— YOUR GOAL —
Entries follow. Set all of them down as they stand.

[Dataset entries]

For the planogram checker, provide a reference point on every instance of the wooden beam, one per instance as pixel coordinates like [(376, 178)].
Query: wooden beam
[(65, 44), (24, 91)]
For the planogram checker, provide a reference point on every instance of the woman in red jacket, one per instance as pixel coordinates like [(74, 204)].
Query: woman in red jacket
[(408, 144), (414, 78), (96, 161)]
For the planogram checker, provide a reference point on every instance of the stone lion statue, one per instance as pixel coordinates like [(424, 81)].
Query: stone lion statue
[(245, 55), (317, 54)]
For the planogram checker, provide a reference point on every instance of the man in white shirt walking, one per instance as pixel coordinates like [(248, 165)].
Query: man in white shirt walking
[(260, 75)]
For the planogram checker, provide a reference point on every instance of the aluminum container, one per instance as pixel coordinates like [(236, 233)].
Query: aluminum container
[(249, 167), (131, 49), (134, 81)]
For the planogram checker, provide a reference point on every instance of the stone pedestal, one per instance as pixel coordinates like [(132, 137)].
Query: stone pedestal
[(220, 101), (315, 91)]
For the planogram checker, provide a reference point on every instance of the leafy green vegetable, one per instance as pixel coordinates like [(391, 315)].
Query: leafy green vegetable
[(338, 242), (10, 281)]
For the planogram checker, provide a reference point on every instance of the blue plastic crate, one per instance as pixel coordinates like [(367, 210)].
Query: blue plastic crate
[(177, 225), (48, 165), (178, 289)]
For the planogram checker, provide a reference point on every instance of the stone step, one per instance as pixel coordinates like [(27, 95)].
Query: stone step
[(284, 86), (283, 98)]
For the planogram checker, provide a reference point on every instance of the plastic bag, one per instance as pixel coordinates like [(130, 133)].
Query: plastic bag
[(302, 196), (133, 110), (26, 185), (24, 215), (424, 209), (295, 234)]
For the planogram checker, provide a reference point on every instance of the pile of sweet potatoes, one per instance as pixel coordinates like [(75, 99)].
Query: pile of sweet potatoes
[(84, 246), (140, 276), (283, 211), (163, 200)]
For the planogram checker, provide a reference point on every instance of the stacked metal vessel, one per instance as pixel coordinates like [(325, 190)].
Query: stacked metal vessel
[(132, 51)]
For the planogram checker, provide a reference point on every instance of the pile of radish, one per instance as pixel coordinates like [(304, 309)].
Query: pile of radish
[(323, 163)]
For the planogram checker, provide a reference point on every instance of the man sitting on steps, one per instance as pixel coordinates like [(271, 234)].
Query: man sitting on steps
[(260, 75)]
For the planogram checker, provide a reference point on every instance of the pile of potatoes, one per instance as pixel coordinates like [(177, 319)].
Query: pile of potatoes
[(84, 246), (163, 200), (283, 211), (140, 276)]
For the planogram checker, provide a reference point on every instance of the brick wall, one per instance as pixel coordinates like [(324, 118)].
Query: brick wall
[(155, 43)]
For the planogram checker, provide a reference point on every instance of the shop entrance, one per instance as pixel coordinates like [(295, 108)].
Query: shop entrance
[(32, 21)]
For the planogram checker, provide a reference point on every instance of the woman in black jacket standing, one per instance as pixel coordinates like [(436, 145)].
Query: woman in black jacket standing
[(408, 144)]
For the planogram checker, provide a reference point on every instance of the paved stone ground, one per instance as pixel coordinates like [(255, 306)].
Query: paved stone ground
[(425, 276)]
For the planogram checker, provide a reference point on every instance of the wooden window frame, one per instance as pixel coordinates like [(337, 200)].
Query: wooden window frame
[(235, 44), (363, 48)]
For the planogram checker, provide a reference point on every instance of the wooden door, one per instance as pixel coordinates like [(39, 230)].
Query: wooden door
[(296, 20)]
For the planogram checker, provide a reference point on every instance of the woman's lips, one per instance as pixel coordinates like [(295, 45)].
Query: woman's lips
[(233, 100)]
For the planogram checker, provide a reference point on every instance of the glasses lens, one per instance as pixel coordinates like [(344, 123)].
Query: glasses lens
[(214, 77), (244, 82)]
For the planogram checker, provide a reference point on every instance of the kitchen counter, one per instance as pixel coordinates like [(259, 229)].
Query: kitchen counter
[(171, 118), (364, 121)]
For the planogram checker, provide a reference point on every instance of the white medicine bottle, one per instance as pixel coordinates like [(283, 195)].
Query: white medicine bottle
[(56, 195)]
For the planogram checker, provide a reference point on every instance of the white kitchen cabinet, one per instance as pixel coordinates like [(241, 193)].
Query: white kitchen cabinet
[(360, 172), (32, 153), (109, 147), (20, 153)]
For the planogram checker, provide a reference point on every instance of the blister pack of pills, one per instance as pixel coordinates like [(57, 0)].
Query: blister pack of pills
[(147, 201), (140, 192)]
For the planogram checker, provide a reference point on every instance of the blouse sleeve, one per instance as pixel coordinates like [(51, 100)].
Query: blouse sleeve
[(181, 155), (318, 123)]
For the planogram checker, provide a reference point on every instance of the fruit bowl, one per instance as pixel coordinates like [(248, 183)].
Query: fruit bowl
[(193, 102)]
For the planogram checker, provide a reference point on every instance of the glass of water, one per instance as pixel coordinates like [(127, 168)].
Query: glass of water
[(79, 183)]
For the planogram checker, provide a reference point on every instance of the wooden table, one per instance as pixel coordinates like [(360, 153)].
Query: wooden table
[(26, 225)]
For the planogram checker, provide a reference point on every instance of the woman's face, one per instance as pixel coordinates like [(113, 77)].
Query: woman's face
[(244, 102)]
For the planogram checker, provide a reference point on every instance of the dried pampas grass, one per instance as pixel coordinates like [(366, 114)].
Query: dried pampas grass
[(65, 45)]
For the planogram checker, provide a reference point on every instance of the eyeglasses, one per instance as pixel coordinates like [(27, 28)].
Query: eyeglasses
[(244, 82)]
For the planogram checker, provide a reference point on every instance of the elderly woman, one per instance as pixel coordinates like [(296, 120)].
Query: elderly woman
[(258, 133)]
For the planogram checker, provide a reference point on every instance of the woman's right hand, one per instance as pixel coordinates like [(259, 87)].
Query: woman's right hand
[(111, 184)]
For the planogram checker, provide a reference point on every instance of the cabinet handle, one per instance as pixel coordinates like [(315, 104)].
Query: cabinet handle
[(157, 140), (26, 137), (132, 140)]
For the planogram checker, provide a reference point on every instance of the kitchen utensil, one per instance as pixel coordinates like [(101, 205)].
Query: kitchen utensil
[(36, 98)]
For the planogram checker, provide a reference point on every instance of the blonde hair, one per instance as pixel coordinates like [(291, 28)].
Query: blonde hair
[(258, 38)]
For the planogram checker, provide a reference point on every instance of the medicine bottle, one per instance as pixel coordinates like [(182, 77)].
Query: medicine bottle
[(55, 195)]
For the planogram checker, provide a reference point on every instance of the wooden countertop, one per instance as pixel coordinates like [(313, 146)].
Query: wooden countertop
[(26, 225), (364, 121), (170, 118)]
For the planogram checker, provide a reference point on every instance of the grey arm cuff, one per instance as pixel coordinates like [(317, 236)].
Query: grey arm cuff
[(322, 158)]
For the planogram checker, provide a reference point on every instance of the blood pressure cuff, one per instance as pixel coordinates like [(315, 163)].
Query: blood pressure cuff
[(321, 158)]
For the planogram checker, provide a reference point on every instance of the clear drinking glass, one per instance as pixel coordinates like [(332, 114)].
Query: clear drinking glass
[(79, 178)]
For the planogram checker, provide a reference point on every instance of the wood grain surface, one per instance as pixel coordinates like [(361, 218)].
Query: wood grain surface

— TASK SOLUTION —
For the planogram checker, provide a reference point on every instance of the wooden beam, one per instance as pixel coordinates like [(376, 178)].
Query: wooden beam
[(65, 44), (24, 91)]
For the planogram checker, provide a reference point on every instance of the woman in red jacket, one per instance as pixel coordinates like [(74, 204)].
Query: woman in red jacket
[(408, 144), (414, 78), (96, 161)]
For the planogram checker, provide a reference point on every instance of the stone lion statue, one per instance as pixel coordinates like [(424, 81)].
Query: stone lion statue
[(245, 55), (317, 54)]
For the planogram checker, provide a reference point on every instance of the man in white shirt walking, one per instance as pixel coordinates like [(248, 165)].
Query: man in white shirt walking
[(260, 75)]
For the planogram checker, provide a reference point on every instance of the aluminum container, one per instance as pixel coordinates like [(236, 233)].
Query: aluminum container
[(249, 167), (131, 49), (134, 81)]
For the planogram checker, provide a reference point on every instance of the stone pedestal, one per instance as pixel coordinates like [(132, 137)].
Query: stone pedestal
[(220, 101), (315, 91)]
For the planogram checker, provide a reference point on every instance of the leafy green vegetable, one per instance as pixel coordinates like [(391, 315)].
Query: leafy green vegetable
[(338, 242), (10, 281)]
For the planogram checker, provide a reference point on every instance of the blue plastic crate, one per instance as pixel coordinates like [(367, 210)].
Query: blue plastic crate
[(177, 225), (48, 165), (178, 289)]
For the planogram checker, provide a reference point on every instance of the stone step, one per instance as pixel coordinates like [(27, 95)].
Query: stone step
[(284, 86), (283, 98)]
For the planogram checker, provide a reference point on every instance of the plastic bag, one per instance as pixel coordinates like [(130, 133)].
Query: plastic bag
[(302, 196), (133, 110), (26, 185), (24, 215), (424, 209), (295, 234)]
For the planogram checker, provide a reference point on every instance of the pile of sweet potatoes, one per instance as pixel coordinates like [(75, 99)].
Query: pile of sweet potatoes
[(84, 246), (140, 276), (283, 211), (163, 200)]
For the planogram checker, provide a reference point on every instance of the stacked metal vessel, one per instance as pixel coordinates like [(325, 190)].
Query: stacked metal vessel
[(132, 51)]
For the planogram checker, provide a reference point on every instance of the pile of radish, one per instance as pixel coordinates like [(304, 309)].
Query: pile of radish
[(323, 163)]
For the planogram checker, provide a reference point on every instance of the man sitting on steps, one per instance as pixel coordinates like [(271, 234)].
Query: man sitting on steps
[(260, 75)]
For the planogram checker, provide a reference point on every instance of the pile of potatoes, one per instance as pixel coordinates like [(177, 319)].
Query: pile of potatoes
[(84, 246), (163, 200), (283, 211), (140, 276)]
For the planogram checker, provide a reference point on every instance of the brick wall, one per instance as pixel coordinates like [(324, 118)].
Query: brick wall
[(155, 43)]
For the planogram checker, provide a reference point on every instance of the shop entrance, one per instance as pixel coordinates like [(295, 108)].
Query: shop entrance
[(32, 21)]
For the planogram checker, provide a reference point on every instance of the woman in black jacket standing, one per instance as pixel coordinates like [(436, 145)].
Query: woman in black jacket standing
[(408, 144)]
For the planogram checker, provide a reference point on every instance of the paved stone ground, one per instance as pixel coordinates like [(255, 306)].
Query: paved stone ground
[(425, 276)]
For the planogram checker, provide a reference point on every instance of the wooden window frame, one per instance as pixel coordinates like [(337, 200)].
Query: wooden window frame
[(235, 44), (363, 48)]
For the planogram checker, provide a reference point on every instance of the wooden door, one per instance as pixel coordinates like [(39, 230)].
Query: wooden door
[(296, 20)]
For the planogram checker, provide a reference point on every instance of the woman's lips, one per instance as pixel coordinates like [(295, 45)].
Query: woman's lips
[(233, 100)]
For the planogram checker, provide a reference point on every instance of the glasses lens, one per instance as pixel coordinates like [(344, 123)].
Query: glasses lens
[(214, 77), (244, 82)]
For the planogram checker, provide a reference point on every instance of the kitchen counter, one per instance as pixel coordinates like [(259, 229)].
Query: kitchen counter
[(171, 118), (364, 121)]
For the planogram checker, provide a reference point on every instance of the white medicine bottle, one per instance as pixel coordinates like [(283, 195)].
Query: white medicine bottle
[(56, 195)]
For the planogram checker, provide a reference point on every instance of the white kitchen cabinet, one per instance as pixel coordinates like [(241, 193)].
Query: white kitchen cabinet
[(360, 172), (32, 153), (109, 147), (20, 153)]
For the planogram checker, provide a reference point on every instance of the blister pack of pills, one per instance as pixel coordinates like [(57, 0)].
Query: blister pack of pills
[(147, 201), (140, 192)]
For the planogram checker, provide a reference point on every instance of the blouse sleeve, one per instance as pixel coordinates like [(51, 100)].
Query: blouse sleeve
[(181, 155), (318, 123)]
For the planogram checker, provide a reference point on every instance of the fruit bowl, one per instance as pixel coordinates like [(248, 183)].
Query: fruit bowl
[(193, 102)]
For the planogram checker, provide a reference point on every instance of the glass of water, one per instance as pixel coordinates like [(127, 168)].
Query: glass of water
[(79, 183)]
For the planogram checker, provide a reference point on every instance of the wooden table, one per instance as pixel coordinates like [(360, 153)].
Query: wooden table
[(26, 225)]
For the planogram checker, provide a reference point on every instance of the woman's face, one per instance as pixel coordinates like [(113, 77)].
Query: woman's face
[(244, 102)]
For the planogram checker, provide a reference point on every instance of the dried pampas grass, one per instance as pixel coordinates like [(366, 114)].
Query: dried pampas grass
[(65, 45)]
For the planogram checker, provide a reference point on every instance of the eyeglasses, one per instance as pixel coordinates like [(27, 28)].
Query: eyeglasses
[(244, 82)]
For the planogram checker, provide a reference point on every instance of the elderly woman, one per instance as pixel coordinates like [(296, 120)].
Query: elderly woman
[(258, 133)]
For the planogram checker, provide a reference point on every instance of the woman's right hand, one per instance as pixel coordinates like [(259, 87)].
Query: woman's right hand
[(111, 184)]
For the planogram checker, provide a reference point on every instance of the cabinet handle, one per instance as pixel coordinates like [(315, 104)].
Query: cabinet handle
[(157, 140), (26, 137), (132, 140)]
For the planogram checker, provide a reference point on every instance of the kitchen utensil, one per instance as pixel coordinates like [(101, 205)].
Query: kitchen utensil
[(36, 98)]
For the planogram checker, provide a reference point on every instance of the blonde hair, one per instance as pixel coordinates like [(291, 28)].
Query: blonde hair
[(258, 38)]
For the planogram checker, provide a reference point on every instance of the medicine bottle, one per instance as pixel coordinates like [(182, 77)].
Query: medicine bottle
[(55, 195)]
For the planogram checker, provide a reference point on every instance of the wooden countertop, one per instance as pixel coordinates like [(313, 146)].
Query: wooden countertop
[(26, 225), (364, 121), (170, 118)]
For the planogram checker, provide a reference point on every instance of the grey arm cuff, one per instance as pixel coordinates like [(317, 236)].
Query: grey arm cuff
[(322, 158)]
For the planogram checker, provide a reference point on every instance of the blood pressure cuff, one per instance as pixel coordinates like [(315, 163)].
Query: blood pressure cuff
[(321, 158)]
For the planogram checker, provide a reference point on every instance of the clear drinking glass, one per instance as pixel coordinates like [(332, 114)].
Query: clear drinking glass
[(79, 178)]
For the planogram checker, provide a reference point on every instance of the wood grain surface, one per instance as pixel coordinates like [(361, 218)].
Query: wood grain surface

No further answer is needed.